═════ Extrait choisi ═════

Les expatriés actifs dans le tourisme, une espèce menacée
La crise sanitaire actuelle handicape lourdement l’activité touristique. La survie financière de nombreux Suisses de l’étranger actifs dans ce secteur est en jeu. Témoignage d’une expatriée qui gère un hôtel au Sénégal.
Confinement, semi-confinement, fermeture… Dans le monde entier, la pandémie de coronavirus continue d’avoir des effets économiques néfastes, tout particulièrement sur le tourisme. Une branche dans laquelle beaucoup de Suisses de l’étranger sont actifs.
Ruth Isenschmid en fait partie. «Le plus simple pour moi, ce serait de tout abandonner et de vivre de mon AVS», déclare-t-elle. En tant que Suisse de l’étranger, elle a pu cotiser au système suisse de retraite au cours de ces 20 dernières années. Sa pension est certes modeste, mais elle assure désormais sa survie financière.

═════

» Tâche à réaliser: Recopiez mot pour mot le passage de l'extrait consacré aux expatriés du tourisme qui commence par « Confinement, semi-confinement, fermeture… » et va jusqu'à « sa survie financière. ». Ne vous servez que de l'extrait consacré aux expatriés du tourisme.

═════ Jeu de données ═════

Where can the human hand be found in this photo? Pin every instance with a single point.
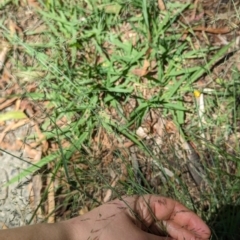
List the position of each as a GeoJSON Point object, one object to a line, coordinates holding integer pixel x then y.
{"type": "Point", "coordinates": [138, 218]}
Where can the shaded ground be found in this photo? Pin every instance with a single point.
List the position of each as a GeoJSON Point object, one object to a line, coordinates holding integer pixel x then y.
{"type": "Point", "coordinates": [164, 160]}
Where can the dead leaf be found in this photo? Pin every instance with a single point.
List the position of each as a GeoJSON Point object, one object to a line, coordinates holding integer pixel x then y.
{"type": "Point", "coordinates": [161, 5]}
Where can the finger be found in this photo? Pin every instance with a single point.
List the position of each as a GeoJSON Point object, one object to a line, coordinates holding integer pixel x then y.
{"type": "Point", "coordinates": [185, 218]}
{"type": "Point", "coordinates": [180, 233]}
{"type": "Point", "coordinates": [149, 236]}
{"type": "Point", "coordinates": [151, 208]}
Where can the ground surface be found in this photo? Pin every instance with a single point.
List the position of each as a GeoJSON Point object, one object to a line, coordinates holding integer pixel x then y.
{"type": "Point", "coordinates": [106, 99]}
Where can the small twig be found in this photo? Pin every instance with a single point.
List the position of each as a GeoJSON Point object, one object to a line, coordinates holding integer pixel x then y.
{"type": "Point", "coordinates": [161, 5]}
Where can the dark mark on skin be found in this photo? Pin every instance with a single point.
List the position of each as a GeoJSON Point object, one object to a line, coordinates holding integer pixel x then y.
{"type": "Point", "coordinates": [85, 219]}
{"type": "Point", "coordinates": [104, 219]}
{"type": "Point", "coordinates": [181, 211]}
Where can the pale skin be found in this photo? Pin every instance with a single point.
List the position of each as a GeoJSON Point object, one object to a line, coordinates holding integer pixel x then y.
{"type": "Point", "coordinates": [131, 218]}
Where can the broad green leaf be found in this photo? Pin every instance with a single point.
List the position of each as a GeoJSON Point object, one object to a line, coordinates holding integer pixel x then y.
{"type": "Point", "coordinates": [13, 115]}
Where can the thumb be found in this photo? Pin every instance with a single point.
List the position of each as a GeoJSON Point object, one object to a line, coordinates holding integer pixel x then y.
{"type": "Point", "coordinates": [149, 236]}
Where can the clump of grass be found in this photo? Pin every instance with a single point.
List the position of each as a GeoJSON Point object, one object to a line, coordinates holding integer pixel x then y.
{"type": "Point", "coordinates": [104, 67]}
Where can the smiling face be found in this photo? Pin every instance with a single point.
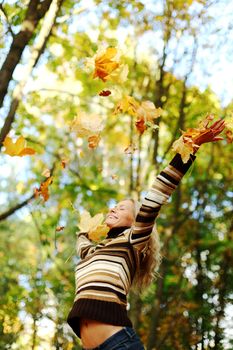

═════

» Résultat obtenu:
Confinement, semi-confinement, fermeture… Dans le monde entier, la pandémie de coronavirus continue d’avoir des effets économiques néfastes, tout particulièrement sur le tourisme. Une branche dans laquelle beaucoup de Suisses de l’étranger sont actifs.
Ruth Isenschmid en fait partie. «Le plus simple pour moi, ce serait de tout abandonner et de vivre de mon AVS», déclare-t-elle. En tant que Suisse de l’étranger, elle a pu cotiser au système suisse de retraite au cours de ces 20 dernières années. Sa pension est certes modeste, mais elle assure désormais sa survie financière.